Texto proporcionado
☆ ☆ ☆ ☆ ☆

Un día me topé en facebook con Alfonso López, que curiosamente se llama igual que mi hijo. Estudiamos juntos en el colegio Juan XXIII —en la actualidad Pedro Herrero—. Hubo un amago de tomar café, pero la cosa quedó en el aire. Al cabo del tiempo, coincidí con otros compañeros, y la intención inicial se transformó en una quedada.
Alfonso López y Óscar Crespillo, de forma completamente altruista, se echaron a la espalda la responsabilidad de organizar todo el tinglado. En primer lugar, eligieron una fecha: el 9 de mayo de 2015. Luego montaron un grupo de whatsapp para que todo el mundo se pusiera al día.
A lo largo de varias semanas, intercambiamos mensajes unos con otros para completar el rompecabezas de los recuerdos, tan caprichoso que ilumina solo lo que le conviene. Hubo un instante de tensión por culpa de la dichosa política que estuvo a punto de desbaratar los planes. Estoy seguro de que muchos contuvimos el aliento, como en una repetición del 23F. Por fortuna, se impuso el sentido común. También hubo un compañero que ingresó en el hospital. Fue un placer saludarle en la quedada.
Supe que faltaba poco para la cita cuando la chaqueta de invierno dio paso a la camiseta de manga corta. Típico de Alicante. Óscar Crespillo, que asegura que no obtuvo comisión, hizo una reserva para comer en el restaurante Los Faroles. La gente empezó a confirmar quién asistiría.
La víspera hubo quien confesó estar nervioso. Yo lo estaba. Hacía más de veinticinco años que no veía a mis compañeros de colegio. Pero la emoción dominaba sobre el resto de sentimientos.
El primer mensaje que leí el 9 de mayo fue el de Fernando Paterna, que invitaba a los residentes en el barrio de Carolinas a bajar juntos hasta la Plaza de las Flores. Allí nos habíamos citado para romper el hielo con una birra helada.

☆ ☆ ☆ ☆ ☆

Listado de datos
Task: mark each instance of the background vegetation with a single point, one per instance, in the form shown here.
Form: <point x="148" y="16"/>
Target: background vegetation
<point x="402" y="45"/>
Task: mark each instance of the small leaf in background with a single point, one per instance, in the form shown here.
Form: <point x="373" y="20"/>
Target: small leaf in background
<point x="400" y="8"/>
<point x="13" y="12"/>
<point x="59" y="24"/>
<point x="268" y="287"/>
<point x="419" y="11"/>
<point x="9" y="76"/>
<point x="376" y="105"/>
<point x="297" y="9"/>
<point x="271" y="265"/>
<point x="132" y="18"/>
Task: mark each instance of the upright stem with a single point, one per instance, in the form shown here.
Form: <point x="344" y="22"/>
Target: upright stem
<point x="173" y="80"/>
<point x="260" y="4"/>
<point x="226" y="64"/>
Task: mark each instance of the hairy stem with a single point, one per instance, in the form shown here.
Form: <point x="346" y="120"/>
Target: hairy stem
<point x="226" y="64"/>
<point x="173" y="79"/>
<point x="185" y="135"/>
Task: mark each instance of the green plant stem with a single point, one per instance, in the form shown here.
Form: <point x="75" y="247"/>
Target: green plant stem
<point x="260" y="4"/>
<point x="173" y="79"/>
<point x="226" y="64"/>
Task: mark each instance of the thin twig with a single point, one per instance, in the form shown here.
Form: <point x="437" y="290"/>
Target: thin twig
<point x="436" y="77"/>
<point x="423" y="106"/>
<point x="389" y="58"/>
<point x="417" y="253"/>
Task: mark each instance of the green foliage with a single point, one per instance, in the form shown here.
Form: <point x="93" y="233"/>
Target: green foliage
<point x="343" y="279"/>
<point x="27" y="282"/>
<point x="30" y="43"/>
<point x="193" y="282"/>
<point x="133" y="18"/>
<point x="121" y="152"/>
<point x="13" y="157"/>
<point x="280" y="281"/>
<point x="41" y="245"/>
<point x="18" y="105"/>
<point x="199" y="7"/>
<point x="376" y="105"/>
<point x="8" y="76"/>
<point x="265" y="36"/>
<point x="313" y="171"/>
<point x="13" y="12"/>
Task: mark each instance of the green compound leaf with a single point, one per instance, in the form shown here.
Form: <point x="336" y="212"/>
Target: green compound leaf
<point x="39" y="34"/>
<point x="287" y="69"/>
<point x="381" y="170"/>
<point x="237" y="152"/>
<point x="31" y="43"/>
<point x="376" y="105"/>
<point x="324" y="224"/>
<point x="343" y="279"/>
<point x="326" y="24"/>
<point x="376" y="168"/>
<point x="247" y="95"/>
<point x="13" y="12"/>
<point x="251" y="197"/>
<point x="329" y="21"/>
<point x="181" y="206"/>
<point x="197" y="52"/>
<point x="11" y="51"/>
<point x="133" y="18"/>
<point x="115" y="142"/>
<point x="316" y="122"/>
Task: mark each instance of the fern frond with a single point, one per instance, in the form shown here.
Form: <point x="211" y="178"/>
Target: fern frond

☆ ☆ ☆ ☆ ☆

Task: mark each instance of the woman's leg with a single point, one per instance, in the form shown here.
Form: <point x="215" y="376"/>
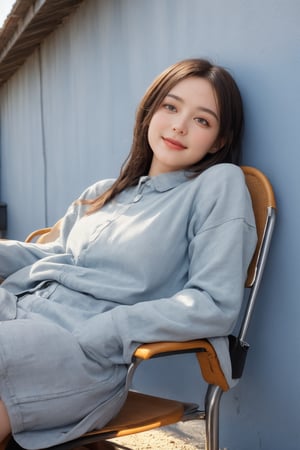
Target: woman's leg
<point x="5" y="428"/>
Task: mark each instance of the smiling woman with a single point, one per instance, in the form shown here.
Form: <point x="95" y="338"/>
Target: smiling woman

☆ ☆ ☆ ☆ ☆

Lista de tareas
1) Por favor, reproduce el fragmento del relato de la quedada que empieza con "Supe que faltaba" y sigue hasta "una birra helada.".
2) Indica si cada afirmación coincide con el relato de la quedada. Responde sí o no y cita literalmente las palabras del relato que lo deciden.
(a) La fecha elegida para el encuentro fue el 9 de mayo de 2015.
(b) Alfonso López reservó mesa en el restaurante Los Faroles.
(c) Quien narra llevaba más de veinticinco años sin ver a sus compañeros de colegio.
3) Traduce al inglés esta oración del relato de la quedada: "Supe que faltaba poco para la cita cuando la chaqueta de invierno dio paso a la camiseta de manga corta."

Resultados esperados
1)
Supe que faltaba poco para la cita cuando la chaqueta de invierno dio paso a la camiseta de manga corta. Típico de Alicante. Óscar Crespillo, que asegura que no obtuvo comisión, hizo una reserva para comer en el restaurante Los Faroles. La gente empezó a confirmar quién asistiría.
La víspera hubo quien confesó estar nervioso. Yo lo estaba. Hacía más de veinticinco años que no veía a mis compañeros de colegio. Pero la emoción dominaba sobre el resto de sentimientos.
El primer mensaje que leí el 9 de mayo fue el de Fernando Paterna, que invitaba a los residentes en el barrio de Carolinas a bajar juntos hasta la Plaza de las Flores. Allí nos habíamos citado para romper el hielo con una birra helada.

2)
(a) Sí: "eligieron una fecha: el 9 de mayo de 2015".
(b) No: "Óscar Crespillo, que asegura que no obtuvo comisión, hizo una reserva para comer en el restaurante Los Faroles".
(c) Sí: "Hacía más de veinticinco años que no veía a mis compañeros de colegio".

3) I knew the get-together was close when the winter jacket gave way to the short-sleeved T-shirt.